THE EVANGELICALS FIGHT TO WIN BACK CALIFORNIA – NEW YORK TIMES – 5.27.18

May 28, 2018 by

5.27.18 – The New York Times

 

“The Evangelicals Fight To Win Back California”

 

By Elizabeth Dias

 

PASADENA, Calif. — Franklin Graham stood in a packed locker room at the Rose Bowl, surrounded by fellow evangelists, pastors, and his top Los Angeles donors. It was two weeks before the California primary, and Mr. Graham was urging them to take a stand against their state’s “blue wall.”

The blue wall of California, Mr. Graham told the gathering, represents secular values that have taken root on the country’s west coast.

“Progressive?” he went on, “That’s just another word for godless.” Now is the time for churches to “suck it up” and vote.

“We’re tired of being stepped on,” Felix Martin del Campo, a board member of Samaritan’s Purse, Mr. Graham’s international humanitarian organization, said in an interview as the meeting ended and worship music played. “Only as we change the heart of the people of California can California go red again.”

 

Mr. Graham is leading a three-bus caravan up the middle of the state, one of the biggest political battlegrounds this year, to urge evangelicals to vote and to win California for Jesus. The two week tour ends on the day of the primary, June 5.

*Information provided*
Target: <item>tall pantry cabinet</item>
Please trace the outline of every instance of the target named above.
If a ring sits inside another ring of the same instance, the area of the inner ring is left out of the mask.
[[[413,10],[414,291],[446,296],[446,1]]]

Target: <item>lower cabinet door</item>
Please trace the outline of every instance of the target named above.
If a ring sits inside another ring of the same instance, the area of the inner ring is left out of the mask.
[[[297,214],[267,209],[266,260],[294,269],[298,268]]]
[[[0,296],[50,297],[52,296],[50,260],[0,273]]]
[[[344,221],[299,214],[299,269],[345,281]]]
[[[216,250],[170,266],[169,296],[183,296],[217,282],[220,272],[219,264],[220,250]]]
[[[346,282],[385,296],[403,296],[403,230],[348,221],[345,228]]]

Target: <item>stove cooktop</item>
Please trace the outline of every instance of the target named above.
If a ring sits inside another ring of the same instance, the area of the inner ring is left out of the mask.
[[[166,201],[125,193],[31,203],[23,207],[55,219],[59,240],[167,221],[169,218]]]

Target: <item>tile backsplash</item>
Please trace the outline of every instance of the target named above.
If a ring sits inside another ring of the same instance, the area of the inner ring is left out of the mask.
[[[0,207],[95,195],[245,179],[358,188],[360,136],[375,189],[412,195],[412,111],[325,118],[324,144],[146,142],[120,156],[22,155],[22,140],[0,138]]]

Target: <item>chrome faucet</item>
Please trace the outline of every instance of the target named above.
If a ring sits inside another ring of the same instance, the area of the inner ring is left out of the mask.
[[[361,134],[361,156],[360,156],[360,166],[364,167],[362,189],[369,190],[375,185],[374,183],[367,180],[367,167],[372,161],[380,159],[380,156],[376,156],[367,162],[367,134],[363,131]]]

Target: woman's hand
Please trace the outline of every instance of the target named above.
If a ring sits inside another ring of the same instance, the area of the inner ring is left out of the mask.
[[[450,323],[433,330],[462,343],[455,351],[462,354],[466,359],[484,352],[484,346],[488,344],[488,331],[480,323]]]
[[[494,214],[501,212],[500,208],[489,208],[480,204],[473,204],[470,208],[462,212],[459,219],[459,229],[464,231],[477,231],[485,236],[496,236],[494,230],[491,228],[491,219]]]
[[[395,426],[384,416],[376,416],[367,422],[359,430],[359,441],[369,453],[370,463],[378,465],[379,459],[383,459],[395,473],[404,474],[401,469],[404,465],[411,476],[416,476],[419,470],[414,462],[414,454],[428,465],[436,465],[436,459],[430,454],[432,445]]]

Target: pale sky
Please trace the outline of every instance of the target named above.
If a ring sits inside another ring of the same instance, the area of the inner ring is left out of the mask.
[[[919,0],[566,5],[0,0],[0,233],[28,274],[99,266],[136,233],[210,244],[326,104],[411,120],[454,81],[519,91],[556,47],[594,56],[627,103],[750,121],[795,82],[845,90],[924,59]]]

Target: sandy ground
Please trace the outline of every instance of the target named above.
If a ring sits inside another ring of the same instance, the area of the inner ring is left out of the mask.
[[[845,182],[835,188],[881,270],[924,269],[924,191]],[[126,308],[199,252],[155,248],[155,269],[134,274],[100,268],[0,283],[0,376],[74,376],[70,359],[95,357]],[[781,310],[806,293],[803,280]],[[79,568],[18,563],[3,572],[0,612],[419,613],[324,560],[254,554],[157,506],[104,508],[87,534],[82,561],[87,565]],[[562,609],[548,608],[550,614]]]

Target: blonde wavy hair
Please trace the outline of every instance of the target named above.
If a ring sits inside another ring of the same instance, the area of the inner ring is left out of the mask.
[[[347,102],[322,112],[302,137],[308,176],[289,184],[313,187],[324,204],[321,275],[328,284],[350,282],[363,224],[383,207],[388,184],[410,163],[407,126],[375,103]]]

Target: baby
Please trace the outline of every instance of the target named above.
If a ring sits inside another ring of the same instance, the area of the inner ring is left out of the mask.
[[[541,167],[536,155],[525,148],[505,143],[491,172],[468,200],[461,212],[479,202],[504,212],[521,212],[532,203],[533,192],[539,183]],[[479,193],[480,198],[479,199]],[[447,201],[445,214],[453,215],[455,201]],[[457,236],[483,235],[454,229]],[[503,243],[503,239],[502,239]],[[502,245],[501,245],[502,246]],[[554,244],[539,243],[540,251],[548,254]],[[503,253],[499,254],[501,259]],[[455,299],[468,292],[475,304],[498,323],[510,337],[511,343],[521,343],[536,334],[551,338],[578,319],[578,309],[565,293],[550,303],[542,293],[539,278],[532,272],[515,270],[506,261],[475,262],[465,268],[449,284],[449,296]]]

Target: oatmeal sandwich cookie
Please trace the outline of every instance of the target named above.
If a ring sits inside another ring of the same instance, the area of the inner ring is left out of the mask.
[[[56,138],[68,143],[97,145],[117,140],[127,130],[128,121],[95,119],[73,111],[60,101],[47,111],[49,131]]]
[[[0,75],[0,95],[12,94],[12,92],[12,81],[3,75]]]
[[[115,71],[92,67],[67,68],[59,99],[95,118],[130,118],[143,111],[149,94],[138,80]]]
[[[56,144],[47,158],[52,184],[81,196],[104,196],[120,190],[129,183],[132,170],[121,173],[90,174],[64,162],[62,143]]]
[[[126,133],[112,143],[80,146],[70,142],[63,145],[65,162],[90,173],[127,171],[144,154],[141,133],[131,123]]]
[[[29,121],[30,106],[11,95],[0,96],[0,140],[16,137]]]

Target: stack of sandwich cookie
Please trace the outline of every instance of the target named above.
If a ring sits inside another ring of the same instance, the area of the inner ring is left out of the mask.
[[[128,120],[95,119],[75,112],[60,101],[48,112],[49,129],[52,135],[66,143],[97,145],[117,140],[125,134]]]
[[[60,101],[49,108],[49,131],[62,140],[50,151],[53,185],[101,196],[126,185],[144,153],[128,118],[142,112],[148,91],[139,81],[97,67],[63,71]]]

*Work instructions*
Answer these questions about the article on evangelicals in California:
1. In what room at the Rose Bowl did Franklin Graham address the gathering?
2. Of which organization is Felix Martin del Campo a board member?
3. On what date does the bus tour end?
The rows play no part in this exercise.

*In response*
1. A packed locker room.
2. Samaritan's Purse.
3. June 5, the day of the primary.